#### Extracted text

In the past i had used a free trial of a software called "Calorie King" that does pretty much the same thing, but for a price. Now, their food database was a thing of beauty--even more extensive. But it did cost something.

More differences between My Fitness Pal and Spark People: Spark People gives you the opportunity to track more than the basic nutritional bits like fat/carbs/protein. You can add a ton of different vitamins and such to track in your food choices (she said, carefully avoiding the word "diet.") Both give you many opportunities for Community support at their websites, but only My Fitness Pal gives you the banner at the top of the page with other weight loss sites amusingly titled things like "weightloss4idiots."

All in all, as Frugalina said, and like i've learned before in my 50+ years of battling the bulge (and losing TO the bulge,) "it makes me more aware." And that has to be a good thing.

Saturday, September 22, 2007

i was just over at Magistramater's Xanga site--she's a friend of my good friend Melanie. She does put my reading to shame, as she actually knows classics.

i've always loved books--grew up with books lining the huge shelves in my parents' house, my mother being the driving force behind the collection. As a small child i played with the books, using them to build houses like an oversized deck of cards, and later i used the inside for school projects. There was another smaller bookshelf at the foot of the stairs, and of course we each had our stacks of books to read/already read in our bedrooms. i'm still pretty bad about that, i always have books and magazines and notepads and pens by the bed. No photos to be taken for "House Beautiful" here. i love winter cuddled under the covers reading a novel, or summer sprawled out on the covers with a breeze coming in the window next to me, reading. Therefore there must be a readily accessible supply, am i right? And what could be more convenient than directly next to the bed?

But i have to say, i'm an ordinary reader. The youngest of my daughters just graduated from San Francisco State with a major in Literature. She's found a passion for Big Books, Notable Books. i am apparently not that deep. i just like a book that's well written with a good story line and great character development, whether written by Tolkien or Dean Koontz. i'm an ordinary soul. i once read a couple of different series by Bodie Thoene (pronounced "tay-nee") that compelled me to keep reading and keep reading till i finished. They're historical fiction, and i've never been a huge history buff, but i loved these! They were history BUT with PEOPLE. Not just dates to memorize. As they say, "i'm a people person."

########

Work order A
Please repeat the blog post word for word from "All in all, as" to "a good thing.".
Work order B
According to the blog post, how is the surname Thoene pronounced?

#### Extracted records

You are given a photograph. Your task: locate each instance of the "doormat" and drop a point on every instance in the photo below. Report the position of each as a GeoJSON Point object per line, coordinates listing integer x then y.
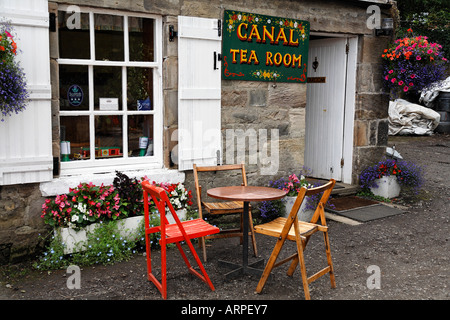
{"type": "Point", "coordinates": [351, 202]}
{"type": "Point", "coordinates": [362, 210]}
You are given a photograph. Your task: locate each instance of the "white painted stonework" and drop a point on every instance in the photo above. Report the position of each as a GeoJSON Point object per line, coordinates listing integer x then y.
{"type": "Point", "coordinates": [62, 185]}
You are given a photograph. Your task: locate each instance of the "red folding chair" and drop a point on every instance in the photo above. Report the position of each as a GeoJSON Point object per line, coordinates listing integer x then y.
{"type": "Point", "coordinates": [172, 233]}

########
#### Extracted records

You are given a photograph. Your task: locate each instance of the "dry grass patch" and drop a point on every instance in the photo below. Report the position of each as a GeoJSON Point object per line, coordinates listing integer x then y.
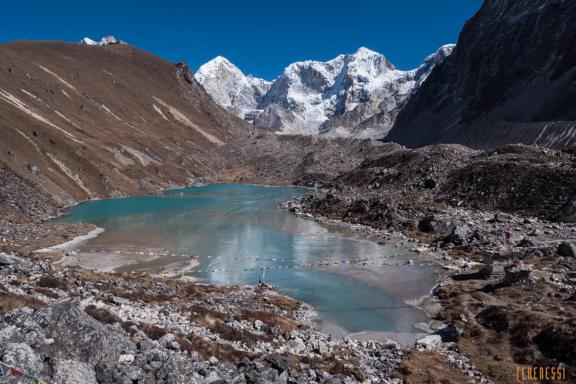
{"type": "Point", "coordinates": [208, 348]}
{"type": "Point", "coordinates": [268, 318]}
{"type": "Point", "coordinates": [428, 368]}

########

Exercise response A
All in all, as Frugalina said, and like i've learned before in my 50+ years of battling the bulge (and losing TO the bulge,) "it makes me more aware." And that has to be a good thing.

Exercise response B
"Tay-nee."